§ What is expected: Rewrite the collected data, requests included, starting at the first line and going on through the line with "<point>225,314</point>". Shift every coordinate in the answer points by adding 12 to it.

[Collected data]
┌────────

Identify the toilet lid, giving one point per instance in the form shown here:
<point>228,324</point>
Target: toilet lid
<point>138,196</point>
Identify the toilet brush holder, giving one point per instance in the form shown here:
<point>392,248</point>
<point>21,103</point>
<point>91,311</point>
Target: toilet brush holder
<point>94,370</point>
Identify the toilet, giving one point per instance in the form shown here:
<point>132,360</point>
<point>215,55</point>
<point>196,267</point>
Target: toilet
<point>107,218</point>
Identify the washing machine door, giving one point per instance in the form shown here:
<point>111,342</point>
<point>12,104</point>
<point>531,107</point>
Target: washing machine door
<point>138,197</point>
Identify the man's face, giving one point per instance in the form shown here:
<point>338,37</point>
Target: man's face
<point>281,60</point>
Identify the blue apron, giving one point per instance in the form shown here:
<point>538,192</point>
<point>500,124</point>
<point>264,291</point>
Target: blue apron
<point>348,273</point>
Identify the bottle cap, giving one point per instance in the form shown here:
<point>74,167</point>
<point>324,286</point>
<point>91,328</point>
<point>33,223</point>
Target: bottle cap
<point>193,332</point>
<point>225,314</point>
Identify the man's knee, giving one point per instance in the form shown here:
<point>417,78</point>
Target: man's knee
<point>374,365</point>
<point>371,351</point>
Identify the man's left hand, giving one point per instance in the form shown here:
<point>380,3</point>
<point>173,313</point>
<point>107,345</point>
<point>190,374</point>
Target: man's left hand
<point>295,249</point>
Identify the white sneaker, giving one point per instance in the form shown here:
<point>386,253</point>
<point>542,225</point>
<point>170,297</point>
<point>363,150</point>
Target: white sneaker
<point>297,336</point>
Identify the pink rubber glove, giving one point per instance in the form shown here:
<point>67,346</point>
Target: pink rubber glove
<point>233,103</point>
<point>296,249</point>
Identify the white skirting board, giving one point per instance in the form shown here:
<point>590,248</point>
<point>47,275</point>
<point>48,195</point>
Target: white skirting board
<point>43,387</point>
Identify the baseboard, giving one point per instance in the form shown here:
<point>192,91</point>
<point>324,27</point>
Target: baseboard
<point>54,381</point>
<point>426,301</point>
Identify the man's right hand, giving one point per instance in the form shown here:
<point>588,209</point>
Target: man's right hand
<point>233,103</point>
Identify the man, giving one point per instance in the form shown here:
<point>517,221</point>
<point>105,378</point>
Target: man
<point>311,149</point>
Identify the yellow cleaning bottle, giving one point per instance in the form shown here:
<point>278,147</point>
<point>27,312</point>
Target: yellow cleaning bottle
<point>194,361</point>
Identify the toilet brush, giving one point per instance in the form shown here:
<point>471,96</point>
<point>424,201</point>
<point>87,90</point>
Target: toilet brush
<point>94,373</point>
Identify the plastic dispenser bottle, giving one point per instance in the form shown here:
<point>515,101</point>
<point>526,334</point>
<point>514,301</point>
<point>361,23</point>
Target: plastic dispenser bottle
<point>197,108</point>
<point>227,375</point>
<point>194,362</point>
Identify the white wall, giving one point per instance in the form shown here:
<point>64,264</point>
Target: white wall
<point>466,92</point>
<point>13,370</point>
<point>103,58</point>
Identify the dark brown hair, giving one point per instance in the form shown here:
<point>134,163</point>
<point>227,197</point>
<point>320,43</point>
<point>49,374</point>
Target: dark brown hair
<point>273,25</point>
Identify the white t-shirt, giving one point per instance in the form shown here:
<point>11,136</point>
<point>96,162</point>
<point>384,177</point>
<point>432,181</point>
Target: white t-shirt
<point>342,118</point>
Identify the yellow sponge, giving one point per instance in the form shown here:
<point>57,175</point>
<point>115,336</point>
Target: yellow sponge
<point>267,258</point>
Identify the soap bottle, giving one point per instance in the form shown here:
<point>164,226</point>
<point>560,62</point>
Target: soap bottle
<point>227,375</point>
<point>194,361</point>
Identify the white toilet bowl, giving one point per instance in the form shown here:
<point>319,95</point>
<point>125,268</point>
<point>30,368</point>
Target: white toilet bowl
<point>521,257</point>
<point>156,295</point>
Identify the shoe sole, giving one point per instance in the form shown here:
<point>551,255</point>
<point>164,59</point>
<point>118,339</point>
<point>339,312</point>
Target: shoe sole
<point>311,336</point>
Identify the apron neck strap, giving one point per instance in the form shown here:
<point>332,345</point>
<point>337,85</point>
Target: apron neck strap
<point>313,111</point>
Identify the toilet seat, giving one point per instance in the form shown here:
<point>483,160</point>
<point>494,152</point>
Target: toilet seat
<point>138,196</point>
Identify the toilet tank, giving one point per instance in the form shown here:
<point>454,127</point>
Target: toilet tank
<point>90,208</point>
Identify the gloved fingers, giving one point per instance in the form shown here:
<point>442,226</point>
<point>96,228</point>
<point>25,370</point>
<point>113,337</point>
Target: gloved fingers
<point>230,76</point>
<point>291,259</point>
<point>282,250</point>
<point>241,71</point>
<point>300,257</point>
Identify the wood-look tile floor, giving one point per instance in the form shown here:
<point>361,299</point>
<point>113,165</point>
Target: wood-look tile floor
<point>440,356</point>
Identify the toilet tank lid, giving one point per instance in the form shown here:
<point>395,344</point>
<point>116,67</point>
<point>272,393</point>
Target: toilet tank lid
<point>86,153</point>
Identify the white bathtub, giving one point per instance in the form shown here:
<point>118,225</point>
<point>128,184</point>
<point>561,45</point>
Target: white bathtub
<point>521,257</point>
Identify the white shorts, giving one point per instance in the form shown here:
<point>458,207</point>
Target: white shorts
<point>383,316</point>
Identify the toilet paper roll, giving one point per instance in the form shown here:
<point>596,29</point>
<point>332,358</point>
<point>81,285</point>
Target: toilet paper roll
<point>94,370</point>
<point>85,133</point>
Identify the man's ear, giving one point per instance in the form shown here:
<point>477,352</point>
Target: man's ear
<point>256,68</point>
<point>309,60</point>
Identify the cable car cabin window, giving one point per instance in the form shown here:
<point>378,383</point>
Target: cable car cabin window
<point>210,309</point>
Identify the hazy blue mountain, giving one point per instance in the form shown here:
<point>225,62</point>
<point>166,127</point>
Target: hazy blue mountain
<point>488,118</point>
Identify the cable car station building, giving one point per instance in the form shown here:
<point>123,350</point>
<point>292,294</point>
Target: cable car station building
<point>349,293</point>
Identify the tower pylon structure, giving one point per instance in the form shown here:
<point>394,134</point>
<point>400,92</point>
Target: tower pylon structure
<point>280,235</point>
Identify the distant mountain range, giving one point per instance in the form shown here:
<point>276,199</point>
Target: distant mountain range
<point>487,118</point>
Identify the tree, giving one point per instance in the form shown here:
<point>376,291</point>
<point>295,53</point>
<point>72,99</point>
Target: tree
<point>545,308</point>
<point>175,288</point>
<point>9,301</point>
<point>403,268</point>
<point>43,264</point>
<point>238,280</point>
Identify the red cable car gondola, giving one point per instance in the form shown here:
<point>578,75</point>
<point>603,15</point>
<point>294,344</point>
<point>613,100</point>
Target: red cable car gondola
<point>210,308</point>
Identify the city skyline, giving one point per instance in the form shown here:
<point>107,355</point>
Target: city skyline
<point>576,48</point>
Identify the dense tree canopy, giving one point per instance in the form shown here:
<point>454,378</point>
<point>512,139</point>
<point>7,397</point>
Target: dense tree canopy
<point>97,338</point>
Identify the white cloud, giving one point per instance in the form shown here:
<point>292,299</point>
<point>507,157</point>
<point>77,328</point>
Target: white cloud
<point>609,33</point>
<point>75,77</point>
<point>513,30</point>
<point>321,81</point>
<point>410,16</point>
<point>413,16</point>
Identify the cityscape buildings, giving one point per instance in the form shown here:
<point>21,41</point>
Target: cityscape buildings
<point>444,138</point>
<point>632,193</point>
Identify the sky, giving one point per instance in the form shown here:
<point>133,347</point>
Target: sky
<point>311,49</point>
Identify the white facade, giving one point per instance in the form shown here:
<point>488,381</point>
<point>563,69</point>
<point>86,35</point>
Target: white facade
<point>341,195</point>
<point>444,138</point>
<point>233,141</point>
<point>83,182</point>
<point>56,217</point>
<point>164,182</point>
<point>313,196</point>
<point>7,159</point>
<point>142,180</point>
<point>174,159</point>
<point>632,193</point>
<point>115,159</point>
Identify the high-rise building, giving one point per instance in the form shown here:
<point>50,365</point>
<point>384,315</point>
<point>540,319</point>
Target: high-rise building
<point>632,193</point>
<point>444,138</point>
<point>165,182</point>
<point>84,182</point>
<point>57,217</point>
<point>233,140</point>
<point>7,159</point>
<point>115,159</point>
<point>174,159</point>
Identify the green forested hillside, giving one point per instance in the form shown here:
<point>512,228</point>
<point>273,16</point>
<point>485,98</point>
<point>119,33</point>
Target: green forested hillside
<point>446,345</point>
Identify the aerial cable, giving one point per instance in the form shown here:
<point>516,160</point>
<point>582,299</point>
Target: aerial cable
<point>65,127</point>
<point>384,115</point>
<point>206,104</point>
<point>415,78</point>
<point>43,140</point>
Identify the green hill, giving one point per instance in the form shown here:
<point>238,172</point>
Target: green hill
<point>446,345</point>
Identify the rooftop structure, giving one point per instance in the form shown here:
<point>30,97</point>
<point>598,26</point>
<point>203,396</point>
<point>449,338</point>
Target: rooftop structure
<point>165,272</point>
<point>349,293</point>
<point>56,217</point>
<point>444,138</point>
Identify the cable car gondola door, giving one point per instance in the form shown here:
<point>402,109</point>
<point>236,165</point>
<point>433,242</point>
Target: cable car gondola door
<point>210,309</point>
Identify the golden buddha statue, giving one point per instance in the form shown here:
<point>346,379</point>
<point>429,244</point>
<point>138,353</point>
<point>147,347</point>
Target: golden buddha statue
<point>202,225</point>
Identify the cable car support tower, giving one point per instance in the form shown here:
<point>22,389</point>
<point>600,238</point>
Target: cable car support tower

└────────

§ Solution below:
Identify the toilet lid, giving one point per instance in the form shown here:
<point>228,324</point>
Target: toilet lid
<point>150,208</point>
Identify the toilet brush holder, giving one point per instance in the form shown here:
<point>392,248</point>
<point>21,103</point>
<point>91,311</point>
Target: toilet brush holder
<point>106,382</point>
Identify the toilet, giving one point per instance in the form shown here:
<point>132,360</point>
<point>215,55</point>
<point>196,267</point>
Target: toilet
<point>119,230</point>
Identify the washing machine door, giving one point per instance in the form shown here:
<point>111,342</point>
<point>12,104</point>
<point>531,107</point>
Target: washing machine door
<point>150,209</point>
Identify the man's face, giving one point per instance in the form shown here:
<point>338,37</point>
Target: man's face
<point>293,72</point>
Identify the blue apron, giving one point per instance in the form shown here:
<point>538,192</point>
<point>500,124</point>
<point>264,291</point>
Target: blue apron
<point>360,285</point>
Identify the bottle cap, giving one point per instance in the form shown here:
<point>74,167</point>
<point>324,286</point>
<point>91,328</point>
<point>33,223</point>
Target: bottle cap
<point>205,344</point>
<point>237,326</point>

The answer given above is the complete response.